*Exercise description*
Restate word for word the lines from the one containing "Tag the hiker in" through the end of the listing below, with both ends included.

*Records for this exercise*
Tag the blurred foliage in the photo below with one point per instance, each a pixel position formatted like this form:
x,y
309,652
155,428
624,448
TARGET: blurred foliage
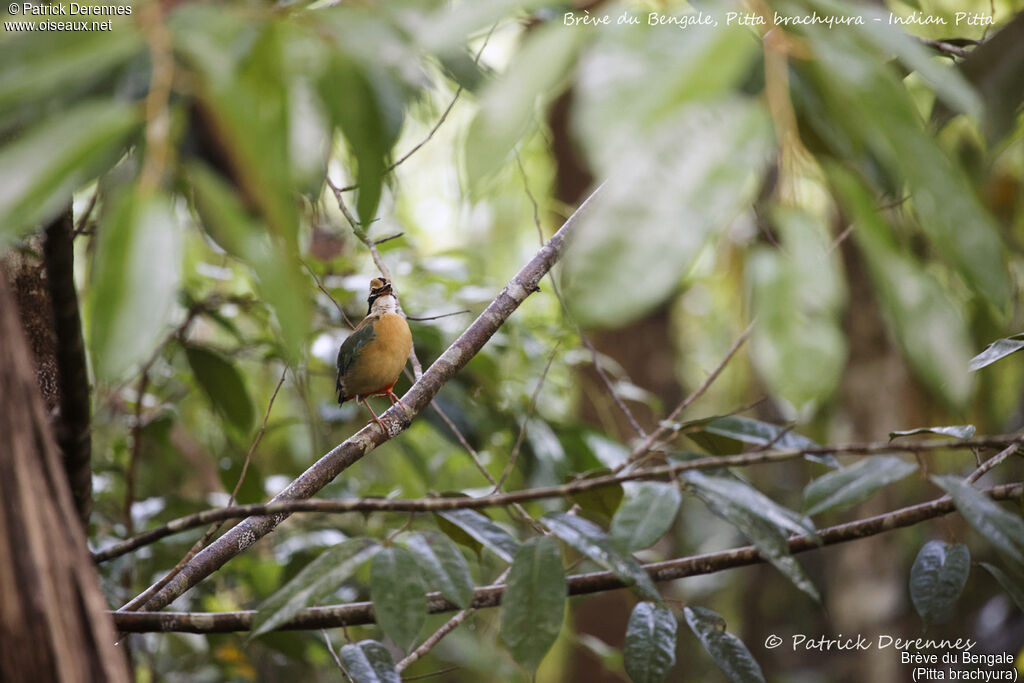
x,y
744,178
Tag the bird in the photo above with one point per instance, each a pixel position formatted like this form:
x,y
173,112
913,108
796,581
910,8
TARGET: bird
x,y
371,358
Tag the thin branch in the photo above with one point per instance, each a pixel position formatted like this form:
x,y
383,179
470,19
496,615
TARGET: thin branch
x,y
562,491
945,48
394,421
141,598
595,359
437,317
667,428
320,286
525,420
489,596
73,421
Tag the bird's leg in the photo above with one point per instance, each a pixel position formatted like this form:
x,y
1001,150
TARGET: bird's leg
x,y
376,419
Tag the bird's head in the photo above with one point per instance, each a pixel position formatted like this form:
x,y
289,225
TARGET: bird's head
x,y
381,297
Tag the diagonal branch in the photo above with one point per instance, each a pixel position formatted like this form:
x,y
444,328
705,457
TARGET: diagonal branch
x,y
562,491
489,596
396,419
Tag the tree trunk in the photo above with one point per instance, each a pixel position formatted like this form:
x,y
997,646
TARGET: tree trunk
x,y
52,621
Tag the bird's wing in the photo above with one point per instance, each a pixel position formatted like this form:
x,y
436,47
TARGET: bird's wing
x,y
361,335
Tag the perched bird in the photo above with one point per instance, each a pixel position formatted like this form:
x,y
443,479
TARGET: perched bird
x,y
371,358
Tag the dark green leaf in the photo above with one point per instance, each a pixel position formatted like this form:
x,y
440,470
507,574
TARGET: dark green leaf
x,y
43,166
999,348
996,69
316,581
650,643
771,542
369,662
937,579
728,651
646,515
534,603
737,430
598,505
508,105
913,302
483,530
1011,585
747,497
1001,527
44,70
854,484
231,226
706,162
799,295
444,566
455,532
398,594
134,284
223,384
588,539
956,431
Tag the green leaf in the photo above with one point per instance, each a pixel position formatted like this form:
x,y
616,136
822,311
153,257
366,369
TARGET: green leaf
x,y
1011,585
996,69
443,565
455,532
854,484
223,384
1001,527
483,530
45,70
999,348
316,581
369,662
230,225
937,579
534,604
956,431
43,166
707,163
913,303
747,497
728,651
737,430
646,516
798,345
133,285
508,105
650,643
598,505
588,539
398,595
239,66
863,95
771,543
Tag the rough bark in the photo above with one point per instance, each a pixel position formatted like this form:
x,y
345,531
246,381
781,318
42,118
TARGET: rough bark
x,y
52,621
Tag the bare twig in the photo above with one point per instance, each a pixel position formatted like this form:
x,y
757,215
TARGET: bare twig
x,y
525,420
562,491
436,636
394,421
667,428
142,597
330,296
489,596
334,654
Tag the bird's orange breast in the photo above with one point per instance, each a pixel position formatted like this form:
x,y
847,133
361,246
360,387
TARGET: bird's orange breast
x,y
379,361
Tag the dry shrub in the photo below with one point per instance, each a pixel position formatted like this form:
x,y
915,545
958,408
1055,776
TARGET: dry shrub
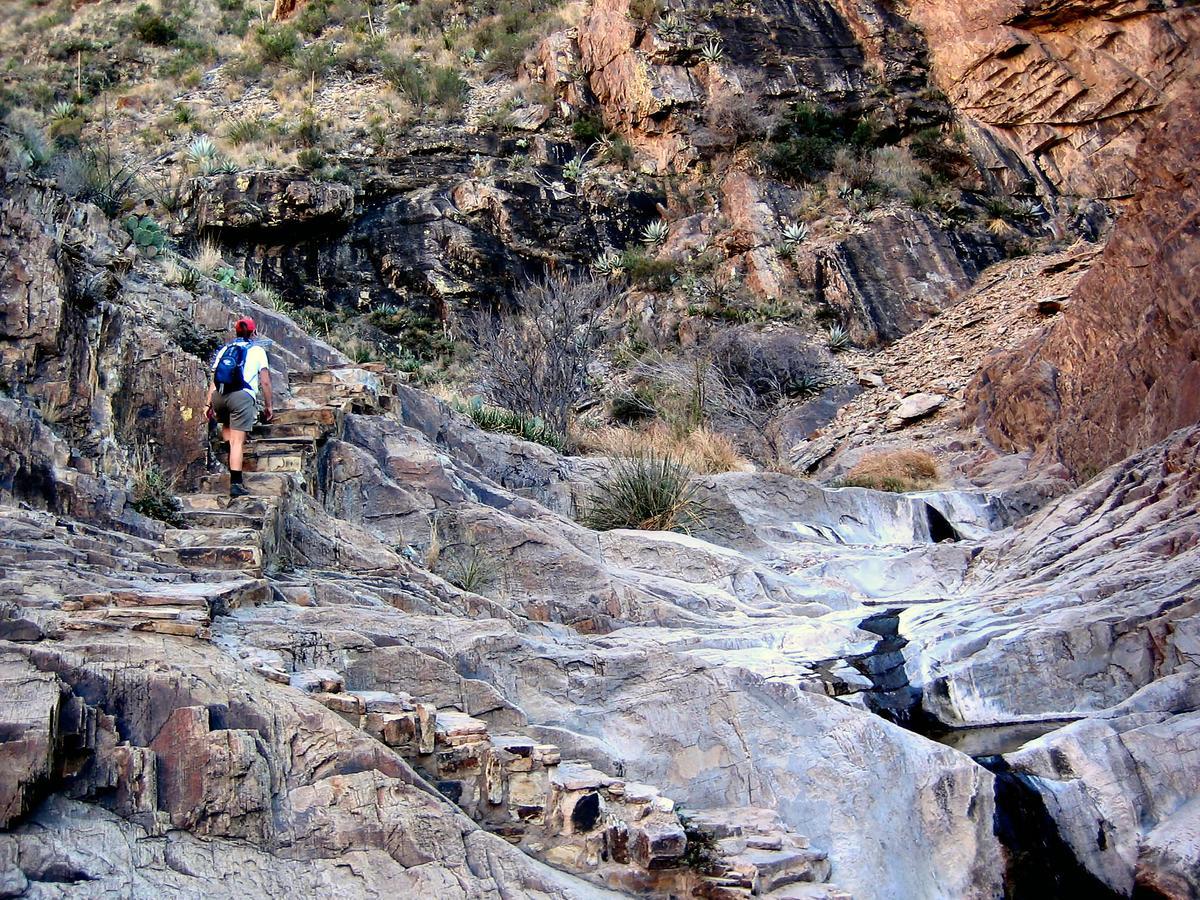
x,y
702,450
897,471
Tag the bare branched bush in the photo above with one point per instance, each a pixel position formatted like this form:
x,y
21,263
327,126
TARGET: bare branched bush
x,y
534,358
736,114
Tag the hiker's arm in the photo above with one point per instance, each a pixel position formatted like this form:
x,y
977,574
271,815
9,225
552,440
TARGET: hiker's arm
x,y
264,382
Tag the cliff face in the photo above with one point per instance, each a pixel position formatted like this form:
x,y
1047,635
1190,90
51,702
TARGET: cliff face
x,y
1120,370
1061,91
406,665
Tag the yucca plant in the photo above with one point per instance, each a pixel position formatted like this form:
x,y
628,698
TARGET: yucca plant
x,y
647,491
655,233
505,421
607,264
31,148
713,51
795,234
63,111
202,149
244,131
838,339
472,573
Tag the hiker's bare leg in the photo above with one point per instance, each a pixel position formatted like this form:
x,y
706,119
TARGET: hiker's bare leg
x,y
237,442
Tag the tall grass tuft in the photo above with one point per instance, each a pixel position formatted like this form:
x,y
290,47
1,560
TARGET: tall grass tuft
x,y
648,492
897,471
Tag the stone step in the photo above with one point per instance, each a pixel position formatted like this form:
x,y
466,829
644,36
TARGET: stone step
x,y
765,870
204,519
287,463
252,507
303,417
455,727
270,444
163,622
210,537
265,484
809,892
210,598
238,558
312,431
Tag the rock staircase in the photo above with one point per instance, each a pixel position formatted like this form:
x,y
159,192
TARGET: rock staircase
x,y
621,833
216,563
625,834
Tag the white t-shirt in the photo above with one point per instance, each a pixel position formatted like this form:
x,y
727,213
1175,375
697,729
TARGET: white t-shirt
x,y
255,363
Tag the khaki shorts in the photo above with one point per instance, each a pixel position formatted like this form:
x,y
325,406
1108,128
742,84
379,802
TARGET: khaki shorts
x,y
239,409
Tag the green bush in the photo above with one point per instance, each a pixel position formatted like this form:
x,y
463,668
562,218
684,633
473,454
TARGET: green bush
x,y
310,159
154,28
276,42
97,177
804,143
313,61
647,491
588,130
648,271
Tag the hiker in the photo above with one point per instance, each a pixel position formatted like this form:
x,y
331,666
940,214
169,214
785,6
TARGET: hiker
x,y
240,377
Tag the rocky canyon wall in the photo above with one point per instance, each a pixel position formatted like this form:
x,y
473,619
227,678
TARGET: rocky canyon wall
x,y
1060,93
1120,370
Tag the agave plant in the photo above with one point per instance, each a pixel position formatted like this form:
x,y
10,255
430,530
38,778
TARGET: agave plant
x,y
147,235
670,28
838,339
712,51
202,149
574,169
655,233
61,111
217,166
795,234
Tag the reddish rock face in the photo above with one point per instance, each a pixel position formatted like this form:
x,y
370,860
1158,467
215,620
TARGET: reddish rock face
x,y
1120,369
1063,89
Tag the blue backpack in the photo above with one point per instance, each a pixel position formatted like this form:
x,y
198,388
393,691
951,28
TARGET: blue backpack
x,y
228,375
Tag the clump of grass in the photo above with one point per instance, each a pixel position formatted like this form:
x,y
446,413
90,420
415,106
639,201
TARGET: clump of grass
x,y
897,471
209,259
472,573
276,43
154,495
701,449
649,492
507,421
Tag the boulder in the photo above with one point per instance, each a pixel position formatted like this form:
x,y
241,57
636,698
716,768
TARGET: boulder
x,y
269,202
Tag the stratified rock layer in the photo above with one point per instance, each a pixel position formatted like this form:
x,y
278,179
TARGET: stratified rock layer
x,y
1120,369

*Answer to this problem*
Tag the hiker in the photo above with one point per instance, each a pixel position formatted like this form:
x,y
331,666
940,214
169,214
785,6
TARGET: hiker
x,y
240,377
Tag the rocky canyon wall in the photo above with one point per instance, each a pixel position formatted like this form:
x,y
473,619
227,678
TARGET: rocky canyon wall
x,y
1060,93
1120,370
Tag the agave plant in the photo above with one point per instance, each a pixel position formatted like this form:
x,y
10,255
430,530
38,778
TARGET: agave plant
x,y
147,235
670,28
838,339
712,51
202,149
574,169
655,233
61,111
217,166
795,234
Tag the reddish rock face in the photo above with one point per instance, each a pixel position formatted like this form:
x,y
370,860
1158,467
215,620
TARGET: reddish rock face
x,y
1120,369
1063,89
Tag the blue backpack in the photo above with one point per instance, each a pixel position formatted like this form:
x,y
198,388
393,691
951,28
TARGET: blue backpack
x,y
228,375
Tag the clump of grass in the photo above with one point per instance, each a pixel position formatted like this form:
x,y
446,413
90,420
415,106
639,201
TARGET: clump of grass
x,y
897,471
209,259
472,573
276,43
154,495
701,449
649,492
507,421
Tag the boulder in the photo above with one point per instance, each a pixel position formatted like this form:
x,y
241,57
636,698
716,768
TARGET: boulder
x,y
269,202
Tag the stratified rock layer in the photo above with one point per instance, each a pixel position formatted like this form:
x,y
278,179
TARGET: stratified rock layer
x,y
1120,369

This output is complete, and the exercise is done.